• [Task data]:
● ● ● ●

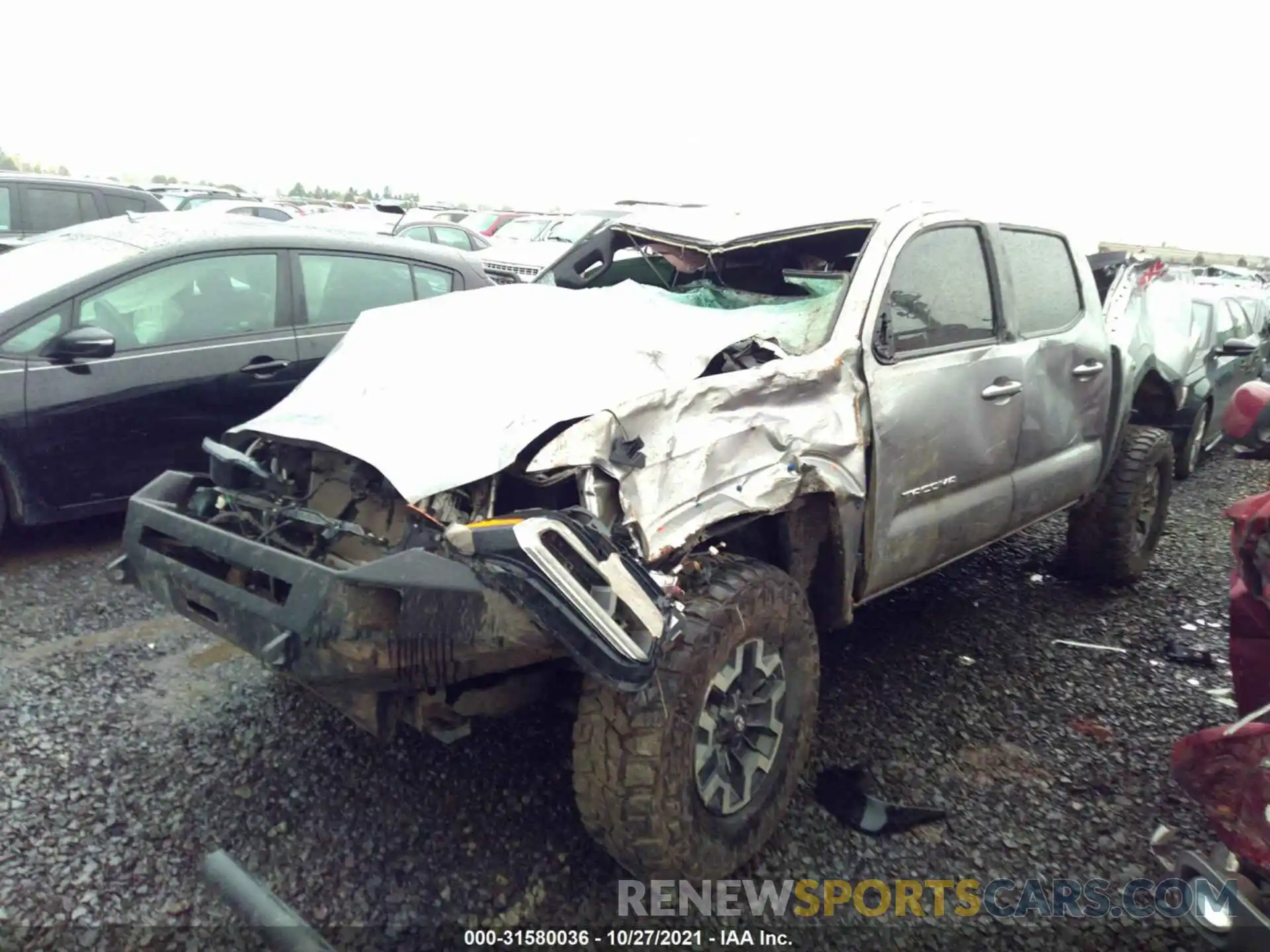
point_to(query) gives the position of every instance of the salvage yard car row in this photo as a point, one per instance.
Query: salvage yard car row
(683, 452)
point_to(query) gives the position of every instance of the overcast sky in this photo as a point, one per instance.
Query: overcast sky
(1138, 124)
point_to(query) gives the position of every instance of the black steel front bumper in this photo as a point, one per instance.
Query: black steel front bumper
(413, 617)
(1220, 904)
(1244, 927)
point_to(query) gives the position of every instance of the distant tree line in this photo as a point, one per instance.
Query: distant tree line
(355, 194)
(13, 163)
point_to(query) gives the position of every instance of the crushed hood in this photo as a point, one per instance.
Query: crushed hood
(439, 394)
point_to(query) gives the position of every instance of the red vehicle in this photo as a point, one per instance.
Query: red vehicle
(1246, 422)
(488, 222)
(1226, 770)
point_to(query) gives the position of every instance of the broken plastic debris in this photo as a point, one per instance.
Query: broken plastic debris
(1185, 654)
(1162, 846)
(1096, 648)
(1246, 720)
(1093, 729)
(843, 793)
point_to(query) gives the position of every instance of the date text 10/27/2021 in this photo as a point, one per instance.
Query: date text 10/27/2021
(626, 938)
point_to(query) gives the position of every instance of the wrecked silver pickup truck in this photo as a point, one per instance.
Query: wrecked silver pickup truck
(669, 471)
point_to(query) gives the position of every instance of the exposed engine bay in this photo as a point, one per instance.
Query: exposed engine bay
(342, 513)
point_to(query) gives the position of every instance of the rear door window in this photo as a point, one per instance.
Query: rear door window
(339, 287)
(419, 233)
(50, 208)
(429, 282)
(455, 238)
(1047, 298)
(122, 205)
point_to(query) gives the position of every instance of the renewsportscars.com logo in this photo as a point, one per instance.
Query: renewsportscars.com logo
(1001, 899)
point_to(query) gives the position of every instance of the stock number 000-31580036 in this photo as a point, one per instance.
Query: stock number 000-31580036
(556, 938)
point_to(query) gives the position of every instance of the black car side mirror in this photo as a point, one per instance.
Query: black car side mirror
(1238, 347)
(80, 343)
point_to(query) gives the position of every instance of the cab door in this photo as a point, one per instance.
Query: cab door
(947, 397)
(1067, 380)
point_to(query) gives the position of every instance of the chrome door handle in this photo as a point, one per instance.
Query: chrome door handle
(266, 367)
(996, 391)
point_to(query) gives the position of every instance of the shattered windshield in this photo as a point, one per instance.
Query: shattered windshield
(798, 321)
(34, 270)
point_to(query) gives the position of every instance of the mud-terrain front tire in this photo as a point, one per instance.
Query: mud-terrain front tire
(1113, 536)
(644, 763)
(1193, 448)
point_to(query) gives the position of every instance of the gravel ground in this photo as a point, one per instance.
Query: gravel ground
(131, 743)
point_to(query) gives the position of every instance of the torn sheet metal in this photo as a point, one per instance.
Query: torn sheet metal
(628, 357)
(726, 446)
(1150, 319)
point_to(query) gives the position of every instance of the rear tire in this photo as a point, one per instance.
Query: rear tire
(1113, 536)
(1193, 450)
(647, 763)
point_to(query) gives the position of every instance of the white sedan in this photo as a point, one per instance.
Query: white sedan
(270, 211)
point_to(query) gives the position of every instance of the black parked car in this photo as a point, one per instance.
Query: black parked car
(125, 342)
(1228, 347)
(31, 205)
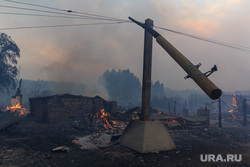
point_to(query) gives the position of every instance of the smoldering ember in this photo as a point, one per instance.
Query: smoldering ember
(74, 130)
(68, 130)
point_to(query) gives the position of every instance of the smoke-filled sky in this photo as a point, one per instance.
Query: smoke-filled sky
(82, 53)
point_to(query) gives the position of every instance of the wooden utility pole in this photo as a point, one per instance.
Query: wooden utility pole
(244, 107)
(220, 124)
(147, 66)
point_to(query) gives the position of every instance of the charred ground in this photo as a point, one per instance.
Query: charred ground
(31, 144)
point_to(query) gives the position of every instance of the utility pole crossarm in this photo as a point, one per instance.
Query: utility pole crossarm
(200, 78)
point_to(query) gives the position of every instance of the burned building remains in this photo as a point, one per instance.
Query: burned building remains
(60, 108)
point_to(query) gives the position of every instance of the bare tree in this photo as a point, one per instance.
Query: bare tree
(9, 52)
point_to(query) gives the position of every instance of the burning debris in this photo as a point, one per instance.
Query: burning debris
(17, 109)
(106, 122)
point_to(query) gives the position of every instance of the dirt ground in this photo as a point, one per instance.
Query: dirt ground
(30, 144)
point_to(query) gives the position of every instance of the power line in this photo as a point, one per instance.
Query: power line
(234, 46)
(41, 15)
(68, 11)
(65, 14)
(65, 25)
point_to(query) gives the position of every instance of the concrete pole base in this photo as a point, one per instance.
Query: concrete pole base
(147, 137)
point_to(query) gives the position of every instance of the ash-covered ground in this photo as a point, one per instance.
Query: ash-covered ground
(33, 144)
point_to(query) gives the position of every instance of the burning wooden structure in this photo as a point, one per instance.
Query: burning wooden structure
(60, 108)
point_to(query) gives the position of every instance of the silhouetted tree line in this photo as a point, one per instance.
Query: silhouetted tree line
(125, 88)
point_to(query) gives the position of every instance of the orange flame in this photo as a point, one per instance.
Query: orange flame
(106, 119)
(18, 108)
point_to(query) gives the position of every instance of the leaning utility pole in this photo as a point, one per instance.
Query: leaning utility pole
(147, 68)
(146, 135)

● ● ● ●

• [Directions]: Put the entry lines into a Markdown table with the columns Row and Line. Start with the line containing "of the gravel" and continue through the line containing "(1150, 319)", including both. Number each row and leave out any blank lines.

• [Final result]:
| Row | Line |
|---|---|
| 1 | point_to(query) gives the position of every instance of the gravel ground in this photo as a point, one per instance. |
| 2 | Query: gravel ground |
| 3 | (131, 743) |
| 4 | point_to(query) gives the position of every instance of the torn sheet metal in this photo as a point, one per instance. |
| 5 | Query: torn sheet metal |
| 6 | (628, 357) |
| 7 | (726, 446) |
| 8 | (1150, 319) |